─── SEITENTEXT

Wertaddition entspricht ganz h.M.

In der Sache ist die Entscheidung zutreffend. Es ist ganz überwiegende Auffassung, dass die Werte verschiedener Gegenstände für den Gebührenstreitwert zusammenzurechnen sind, unabhängig davon, ob sie zeitgleich oder nacheinander geltend gemacht worden sind.

  OLG Koblenz AGS 2007, 151 = WuM 2006, 45 = DWW 2006, 72 = MietRB 2006, 268 = GuT 2006, 88;
  OLG Hamm AGS 2007, 516 = OLGR 2007, 324;
  KG AGS 2008 = MDR 2008, 173 = JurBüro 2008, 148 = KGR 2008, 216, 188;
  OLG Celle AGS 2008, 466 = OLGR 2008, 630 = NJW-Spezial 2008, 668;
  a.A. OLG Dresden OLGR 2007, 470 = JurBüro 2007, 315.

──────

Bitte beantworte anhand des Seitentexts oben: Kommt es für das Zusammenrechnen der Werte verschiedener Gegenstände darauf an, ob sie zeitgleich oder nacheinander geltend gemacht worden sind?

─── DATEN ZUR PRÜFUNG

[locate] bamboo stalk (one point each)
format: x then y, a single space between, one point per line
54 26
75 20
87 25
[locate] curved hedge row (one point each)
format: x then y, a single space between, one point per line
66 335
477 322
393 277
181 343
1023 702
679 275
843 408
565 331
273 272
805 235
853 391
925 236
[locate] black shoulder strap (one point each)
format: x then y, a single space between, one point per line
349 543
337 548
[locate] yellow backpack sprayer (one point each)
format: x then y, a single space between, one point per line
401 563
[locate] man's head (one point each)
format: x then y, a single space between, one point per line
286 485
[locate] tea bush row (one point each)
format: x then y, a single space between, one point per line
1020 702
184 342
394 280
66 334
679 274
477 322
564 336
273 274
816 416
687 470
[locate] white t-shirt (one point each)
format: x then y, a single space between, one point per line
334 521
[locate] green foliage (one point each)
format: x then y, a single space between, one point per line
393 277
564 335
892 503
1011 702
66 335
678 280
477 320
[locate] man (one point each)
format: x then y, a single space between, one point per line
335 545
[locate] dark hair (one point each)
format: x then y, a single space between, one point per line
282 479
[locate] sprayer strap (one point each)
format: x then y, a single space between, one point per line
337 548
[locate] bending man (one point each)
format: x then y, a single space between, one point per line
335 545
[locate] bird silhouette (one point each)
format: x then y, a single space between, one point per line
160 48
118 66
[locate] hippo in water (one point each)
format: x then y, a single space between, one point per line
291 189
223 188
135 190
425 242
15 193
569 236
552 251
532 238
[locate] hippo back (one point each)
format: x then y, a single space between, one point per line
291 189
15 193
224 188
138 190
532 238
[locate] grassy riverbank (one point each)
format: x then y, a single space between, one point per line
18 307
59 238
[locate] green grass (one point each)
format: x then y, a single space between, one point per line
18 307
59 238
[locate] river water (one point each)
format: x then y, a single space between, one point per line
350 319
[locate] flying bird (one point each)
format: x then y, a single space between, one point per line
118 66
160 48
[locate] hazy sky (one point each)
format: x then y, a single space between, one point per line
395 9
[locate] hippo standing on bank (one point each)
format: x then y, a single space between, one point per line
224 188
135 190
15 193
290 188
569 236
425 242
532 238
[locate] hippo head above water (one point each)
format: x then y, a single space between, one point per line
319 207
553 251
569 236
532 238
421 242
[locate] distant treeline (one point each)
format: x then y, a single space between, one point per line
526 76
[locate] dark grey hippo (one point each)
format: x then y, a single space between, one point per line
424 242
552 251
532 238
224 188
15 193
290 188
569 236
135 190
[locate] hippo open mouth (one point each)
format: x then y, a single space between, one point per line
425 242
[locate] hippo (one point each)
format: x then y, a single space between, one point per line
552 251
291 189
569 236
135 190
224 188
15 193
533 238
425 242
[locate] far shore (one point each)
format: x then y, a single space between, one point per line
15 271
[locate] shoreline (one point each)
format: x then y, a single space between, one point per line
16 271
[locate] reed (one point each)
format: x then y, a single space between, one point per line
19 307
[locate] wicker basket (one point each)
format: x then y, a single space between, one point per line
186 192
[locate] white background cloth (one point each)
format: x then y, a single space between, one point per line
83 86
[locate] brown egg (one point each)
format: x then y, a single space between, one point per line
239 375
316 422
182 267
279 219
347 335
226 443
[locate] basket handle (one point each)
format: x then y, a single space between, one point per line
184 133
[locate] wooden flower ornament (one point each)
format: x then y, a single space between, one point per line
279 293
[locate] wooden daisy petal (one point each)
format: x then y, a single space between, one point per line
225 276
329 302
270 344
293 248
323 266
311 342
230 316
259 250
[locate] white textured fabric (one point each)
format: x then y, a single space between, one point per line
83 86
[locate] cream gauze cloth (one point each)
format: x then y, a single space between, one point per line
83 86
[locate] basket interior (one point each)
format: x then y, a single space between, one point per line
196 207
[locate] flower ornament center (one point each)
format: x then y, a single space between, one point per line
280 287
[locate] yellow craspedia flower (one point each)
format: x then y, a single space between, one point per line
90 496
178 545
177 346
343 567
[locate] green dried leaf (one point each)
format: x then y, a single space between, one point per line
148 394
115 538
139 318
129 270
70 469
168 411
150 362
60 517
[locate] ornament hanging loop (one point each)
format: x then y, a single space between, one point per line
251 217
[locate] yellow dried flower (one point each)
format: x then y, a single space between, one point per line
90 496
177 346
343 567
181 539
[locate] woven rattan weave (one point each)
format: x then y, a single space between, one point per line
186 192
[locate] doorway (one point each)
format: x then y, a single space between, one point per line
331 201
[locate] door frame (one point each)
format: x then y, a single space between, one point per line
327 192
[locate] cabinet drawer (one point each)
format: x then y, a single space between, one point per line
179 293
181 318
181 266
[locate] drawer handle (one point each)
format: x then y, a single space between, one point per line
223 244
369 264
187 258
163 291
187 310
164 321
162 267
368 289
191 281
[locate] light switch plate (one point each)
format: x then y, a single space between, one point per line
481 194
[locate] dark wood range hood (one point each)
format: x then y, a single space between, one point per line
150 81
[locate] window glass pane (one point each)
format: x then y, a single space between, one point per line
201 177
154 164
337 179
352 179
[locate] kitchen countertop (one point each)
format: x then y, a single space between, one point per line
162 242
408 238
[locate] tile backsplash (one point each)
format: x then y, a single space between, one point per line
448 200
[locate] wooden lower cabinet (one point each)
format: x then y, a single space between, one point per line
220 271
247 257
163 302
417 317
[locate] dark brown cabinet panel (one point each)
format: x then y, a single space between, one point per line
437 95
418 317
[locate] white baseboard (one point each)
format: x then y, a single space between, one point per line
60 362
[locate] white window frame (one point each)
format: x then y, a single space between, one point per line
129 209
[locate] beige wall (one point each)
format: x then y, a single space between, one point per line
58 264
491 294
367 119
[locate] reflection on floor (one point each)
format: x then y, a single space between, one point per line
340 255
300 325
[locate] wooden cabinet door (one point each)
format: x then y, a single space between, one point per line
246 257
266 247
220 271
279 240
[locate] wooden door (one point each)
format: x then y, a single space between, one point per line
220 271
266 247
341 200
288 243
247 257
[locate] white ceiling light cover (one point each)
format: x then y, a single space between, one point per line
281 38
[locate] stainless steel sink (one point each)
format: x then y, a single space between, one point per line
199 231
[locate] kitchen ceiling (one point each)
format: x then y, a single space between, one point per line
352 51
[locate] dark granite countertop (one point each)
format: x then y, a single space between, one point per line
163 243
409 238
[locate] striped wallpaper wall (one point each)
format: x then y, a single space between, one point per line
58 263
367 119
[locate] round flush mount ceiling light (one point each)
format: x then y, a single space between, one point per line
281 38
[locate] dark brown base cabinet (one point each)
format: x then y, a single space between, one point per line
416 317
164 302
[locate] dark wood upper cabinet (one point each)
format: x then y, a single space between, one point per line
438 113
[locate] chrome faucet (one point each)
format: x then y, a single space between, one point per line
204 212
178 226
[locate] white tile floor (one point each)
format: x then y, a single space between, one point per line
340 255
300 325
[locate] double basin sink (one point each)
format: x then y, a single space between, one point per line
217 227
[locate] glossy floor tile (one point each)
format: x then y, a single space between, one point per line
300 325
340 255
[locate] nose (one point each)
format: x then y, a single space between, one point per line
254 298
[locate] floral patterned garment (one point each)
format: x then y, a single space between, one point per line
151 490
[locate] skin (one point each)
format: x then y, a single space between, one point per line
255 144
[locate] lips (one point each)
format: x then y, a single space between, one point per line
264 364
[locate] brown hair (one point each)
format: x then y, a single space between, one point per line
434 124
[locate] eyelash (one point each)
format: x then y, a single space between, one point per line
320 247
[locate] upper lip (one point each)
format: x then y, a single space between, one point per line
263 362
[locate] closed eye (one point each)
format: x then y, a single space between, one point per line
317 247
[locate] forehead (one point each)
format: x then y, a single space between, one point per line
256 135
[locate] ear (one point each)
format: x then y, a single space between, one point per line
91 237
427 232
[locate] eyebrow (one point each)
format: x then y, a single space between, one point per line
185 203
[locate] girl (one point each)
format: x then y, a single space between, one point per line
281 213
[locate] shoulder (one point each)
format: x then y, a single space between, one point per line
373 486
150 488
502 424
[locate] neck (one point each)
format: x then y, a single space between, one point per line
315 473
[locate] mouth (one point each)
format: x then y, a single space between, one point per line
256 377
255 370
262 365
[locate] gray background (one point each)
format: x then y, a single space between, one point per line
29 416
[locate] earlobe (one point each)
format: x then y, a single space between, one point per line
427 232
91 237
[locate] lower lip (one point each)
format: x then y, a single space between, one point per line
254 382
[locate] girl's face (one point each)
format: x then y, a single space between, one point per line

──────

## LÖSUNG
Nein, die Werte sind unabhängig davon für den Gebührenstreitwert zusammenzurechnen.